Le ministre des Finances, Albert-Édouard Janssen, négociera un vaste emprunt auprès de la Banque d’Angleterre et de la Réserve fédérale américaine, qui poseront des conditions. Un plan de stabilisation monétaire sera adopté, incluant de nouveaux impôts et une super-taxe. Les milieux d’affaires, les patrons et les banques s’y opposeront, entraînant une perte de confiance des épargnants, une fuite des capitaux, de la spéculation et un effondrement du franc belge.
La situation financière ne s’améliorant pas, trois ministres présenteront alors leur démission pour des motifs divers mais similaires (nature des mesures fiscales à prendre, nécessité de rétablir la confiance des marchés et de l’opinion publique, etc.) en l’espace de quelques jours : l’extraparlementaire libéral Édouard Rolin-Jaequemyns le 4 mai, le catholique Henri Carton le 5 mai et Albert-Édouard Janssen le 6 mai 1926). Cela provoquera la démission de Prosper Poullet et du gouvernement le 10 mai suivant.
Après une première tentative de formation d’un nouveau gouvernement par Prosper Poullet puis par le socialiste Émile Brunet, le 20 mai 1926 le catholique Henri Jaspar mettra sur pied un gouvernement d’« union nationale » entre catholiques, libéraux et socialistes, mais plus orienté à droite, pour redresser la situation financière.
Le premier gouvernement « travailliste » de Belgique aura ainsi duré moins d’un an (337 jours) et il faudra attendre 21 ans avant qu’une coalition socialiste-sociale-chrétienne voie à nouveau le jour, après la Seconde Guerre mondiale, avec le gouvernement Spaak III, le 20 mars 1947.

☆ ☆ ☆ ☆ ☆

**TRAVAIL DEMANDÉ:**
[1] D'après le texte sur la crise financière belge de 1926, à quelle date Henri Jaspar met-il sur pied un gouvernement d'« union nationale » ?
[2] Selon le texte sur la crise financière belge de 1926, pourquoi trois ministres présentent-ils leur démission en mai 1926 ? Répondez en une à trois phrases.
[3] Poursuivez le texte sur la crise financière belge de 1926 à partir de sa dernière phrase.

**SECTION DES DONNÉES:**

☆ ☆ ☆ ☆ ☆

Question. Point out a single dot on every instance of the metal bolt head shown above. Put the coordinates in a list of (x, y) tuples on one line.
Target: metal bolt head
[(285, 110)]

☆ ☆ ☆ ☆ ☆

**RÉSULTATS ATTENDUS:**
[1] Le 20 mai 1926.

[2] Ils démissionnent parce que la situation financière ne s'améliore pas. Leurs motifs sont divers mais similaires : la nature des mesures fiscales à prendre et la nécessité de rétablir la confiance des marchés et de l'opinion publique.

[3]
Observons que c’est sous le gouvernement Poullet-Vandervelde que s’est terminée l’occupation franco-belge de la Ruhr en Allemagne, le 25 août 1925. Elle résulte d’une proposition de l’Allemagne encore démocratique de « Weimar », émise en février 1925, de conclure un pacte sur la sécurité, les frontières et d’autres aspects sensibles pour les Alliés. Ce processus aboutira aux « accords de Locarno » du 16 octobre 1925, entre l’Allemagne et les Alliés (la France, la Belgique, la Grande-Bretagne, l’Italie, la Pologne et la Tchécoslovaquie), parmi lesquels le « pacte rhénan », entre l’Allemagne, la France, la Belgique, la Grande-Bretagne et l’Italie, garantissant, notamment le maintien des frontières à l’Ouest, entre l’Allemagne, la France et la Belgique, telles qu’elles découlaient du traité de Versailles, la démilitarisation de la Rhénanie, le refus de recourir à la guerre pour régler des conflits et une procédure d’arbitrage. De magnifiques conventions qui seront annihilées dans les années trente par le régime nazi et dictatorial d’Adolf Hitler.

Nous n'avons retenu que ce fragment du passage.